=== SUPPLIED DATA ===

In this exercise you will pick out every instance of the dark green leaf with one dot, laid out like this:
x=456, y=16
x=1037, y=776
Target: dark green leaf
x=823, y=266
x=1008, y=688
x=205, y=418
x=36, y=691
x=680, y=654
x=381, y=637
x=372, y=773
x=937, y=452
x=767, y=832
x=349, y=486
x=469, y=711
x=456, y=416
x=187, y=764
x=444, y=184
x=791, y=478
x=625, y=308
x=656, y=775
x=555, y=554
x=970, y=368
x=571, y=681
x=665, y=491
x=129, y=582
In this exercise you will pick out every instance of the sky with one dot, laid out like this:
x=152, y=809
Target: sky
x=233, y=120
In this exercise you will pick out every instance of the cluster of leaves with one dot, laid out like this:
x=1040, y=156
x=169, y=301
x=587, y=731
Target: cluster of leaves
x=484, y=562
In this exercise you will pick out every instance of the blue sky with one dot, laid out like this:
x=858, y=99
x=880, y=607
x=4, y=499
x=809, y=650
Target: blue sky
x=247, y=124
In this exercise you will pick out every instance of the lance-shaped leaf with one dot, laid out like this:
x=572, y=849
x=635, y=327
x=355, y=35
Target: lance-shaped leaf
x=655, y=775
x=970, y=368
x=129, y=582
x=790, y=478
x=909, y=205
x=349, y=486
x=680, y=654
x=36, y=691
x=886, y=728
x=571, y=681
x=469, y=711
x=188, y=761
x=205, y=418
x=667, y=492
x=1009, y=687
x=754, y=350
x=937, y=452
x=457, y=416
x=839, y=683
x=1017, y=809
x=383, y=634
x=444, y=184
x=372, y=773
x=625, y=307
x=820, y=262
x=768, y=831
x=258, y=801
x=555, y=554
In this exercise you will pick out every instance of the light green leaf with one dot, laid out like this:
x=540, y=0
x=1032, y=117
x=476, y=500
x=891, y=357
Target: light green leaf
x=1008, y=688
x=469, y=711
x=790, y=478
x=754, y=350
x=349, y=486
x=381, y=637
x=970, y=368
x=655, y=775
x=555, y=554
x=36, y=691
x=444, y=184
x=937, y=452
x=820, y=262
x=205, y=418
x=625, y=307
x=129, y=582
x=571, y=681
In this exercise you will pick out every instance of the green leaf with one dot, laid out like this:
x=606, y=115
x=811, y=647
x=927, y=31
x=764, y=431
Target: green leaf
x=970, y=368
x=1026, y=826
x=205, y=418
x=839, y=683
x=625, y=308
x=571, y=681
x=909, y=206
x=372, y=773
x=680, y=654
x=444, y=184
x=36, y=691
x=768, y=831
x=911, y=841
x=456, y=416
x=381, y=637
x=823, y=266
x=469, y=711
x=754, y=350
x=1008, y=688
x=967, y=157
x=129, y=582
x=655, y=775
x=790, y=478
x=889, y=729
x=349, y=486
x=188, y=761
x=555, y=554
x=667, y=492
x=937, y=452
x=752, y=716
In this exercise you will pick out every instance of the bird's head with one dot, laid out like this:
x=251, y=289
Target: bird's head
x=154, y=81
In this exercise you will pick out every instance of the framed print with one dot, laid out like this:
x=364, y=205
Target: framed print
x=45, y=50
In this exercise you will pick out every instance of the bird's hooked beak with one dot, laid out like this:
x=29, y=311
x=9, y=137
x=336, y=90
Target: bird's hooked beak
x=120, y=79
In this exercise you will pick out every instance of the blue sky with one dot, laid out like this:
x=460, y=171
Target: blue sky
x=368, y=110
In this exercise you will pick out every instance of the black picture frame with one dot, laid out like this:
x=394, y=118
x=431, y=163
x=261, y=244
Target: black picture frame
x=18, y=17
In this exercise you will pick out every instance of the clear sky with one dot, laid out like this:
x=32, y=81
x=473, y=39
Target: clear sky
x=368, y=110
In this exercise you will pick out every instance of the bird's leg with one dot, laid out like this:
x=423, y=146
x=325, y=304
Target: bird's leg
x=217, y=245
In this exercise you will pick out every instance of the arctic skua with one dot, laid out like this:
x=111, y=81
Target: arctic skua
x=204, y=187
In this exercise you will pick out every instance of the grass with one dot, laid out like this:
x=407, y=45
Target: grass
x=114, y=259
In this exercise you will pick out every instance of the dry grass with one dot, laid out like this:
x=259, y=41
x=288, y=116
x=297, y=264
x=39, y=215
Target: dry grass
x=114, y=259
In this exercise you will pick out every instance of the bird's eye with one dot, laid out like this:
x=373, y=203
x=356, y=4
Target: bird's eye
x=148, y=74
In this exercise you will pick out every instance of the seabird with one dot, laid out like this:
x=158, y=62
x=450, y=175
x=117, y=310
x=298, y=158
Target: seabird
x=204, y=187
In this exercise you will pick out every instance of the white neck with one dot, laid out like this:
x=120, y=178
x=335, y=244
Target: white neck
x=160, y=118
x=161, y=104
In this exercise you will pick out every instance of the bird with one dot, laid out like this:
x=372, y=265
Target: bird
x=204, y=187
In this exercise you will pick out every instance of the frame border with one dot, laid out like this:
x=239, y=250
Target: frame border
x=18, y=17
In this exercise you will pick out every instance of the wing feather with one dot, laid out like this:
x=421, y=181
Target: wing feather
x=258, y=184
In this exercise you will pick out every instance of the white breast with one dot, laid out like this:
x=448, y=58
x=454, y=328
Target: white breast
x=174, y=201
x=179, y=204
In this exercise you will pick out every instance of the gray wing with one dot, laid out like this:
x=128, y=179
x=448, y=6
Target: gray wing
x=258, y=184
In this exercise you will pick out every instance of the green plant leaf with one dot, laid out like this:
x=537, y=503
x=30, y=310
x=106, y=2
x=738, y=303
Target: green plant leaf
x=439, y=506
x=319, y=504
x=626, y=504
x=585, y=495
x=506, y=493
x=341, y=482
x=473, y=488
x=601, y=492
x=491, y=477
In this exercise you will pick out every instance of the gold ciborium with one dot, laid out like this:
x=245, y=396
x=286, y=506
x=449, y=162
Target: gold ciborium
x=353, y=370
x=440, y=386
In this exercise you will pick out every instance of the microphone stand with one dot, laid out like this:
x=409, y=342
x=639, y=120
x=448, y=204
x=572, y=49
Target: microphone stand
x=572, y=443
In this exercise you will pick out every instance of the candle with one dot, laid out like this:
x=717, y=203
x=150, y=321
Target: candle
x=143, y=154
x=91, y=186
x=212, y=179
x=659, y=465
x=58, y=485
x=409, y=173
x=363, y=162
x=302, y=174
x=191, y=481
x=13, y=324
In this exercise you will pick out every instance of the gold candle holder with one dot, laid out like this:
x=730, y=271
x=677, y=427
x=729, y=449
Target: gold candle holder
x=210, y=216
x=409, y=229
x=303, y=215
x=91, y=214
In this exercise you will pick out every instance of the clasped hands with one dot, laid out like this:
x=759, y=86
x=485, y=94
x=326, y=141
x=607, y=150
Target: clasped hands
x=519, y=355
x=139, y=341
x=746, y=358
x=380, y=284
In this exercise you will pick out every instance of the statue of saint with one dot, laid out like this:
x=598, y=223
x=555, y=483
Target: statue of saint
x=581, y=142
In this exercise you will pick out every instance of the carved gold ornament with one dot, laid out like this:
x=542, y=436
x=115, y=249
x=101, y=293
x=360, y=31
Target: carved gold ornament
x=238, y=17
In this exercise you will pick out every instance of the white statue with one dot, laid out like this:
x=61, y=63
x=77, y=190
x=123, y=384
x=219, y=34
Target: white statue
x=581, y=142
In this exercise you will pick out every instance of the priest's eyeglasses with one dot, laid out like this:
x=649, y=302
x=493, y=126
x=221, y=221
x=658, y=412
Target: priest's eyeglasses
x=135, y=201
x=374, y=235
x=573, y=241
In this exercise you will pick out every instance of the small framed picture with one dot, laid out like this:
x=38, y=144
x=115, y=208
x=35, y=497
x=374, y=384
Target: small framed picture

===

• **EXERCISE GOAL**
Turn the lines above into a JSON list of strings, one string per line and blank lines left out. Begin at the line that contains "the white statue" and stop after the last line.

• **TASK SOLUTION**
[
  "In this exercise you will pick out every instance of the white statue with one dot, laid out like this:",
  "x=61, y=63",
  "x=77, y=190",
  "x=123, y=384",
  "x=219, y=34",
  "Target: white statue",
  "x=581, y=142",
  "In this exercise you will pick out every instance of the priest's eyeglasses with one dot, laid out like this:",
  "x=649, y=302",
  "x=493, y=126",
  "x=221, y=221",
  "x=658, y=412",
  "Target: priest's eyeglasses",
  "x=135, y=201",
  "x=374, y=235",
  "x=573, y=241",
  "In this exercise you will pick out every instance of the small framed picture with one dot, laid out like this:",
  "x=38, y=144",
  "x=115, y=208",
  "x=35, y=497",
  "x=374, y=384",
  "Target: small framed picture"
]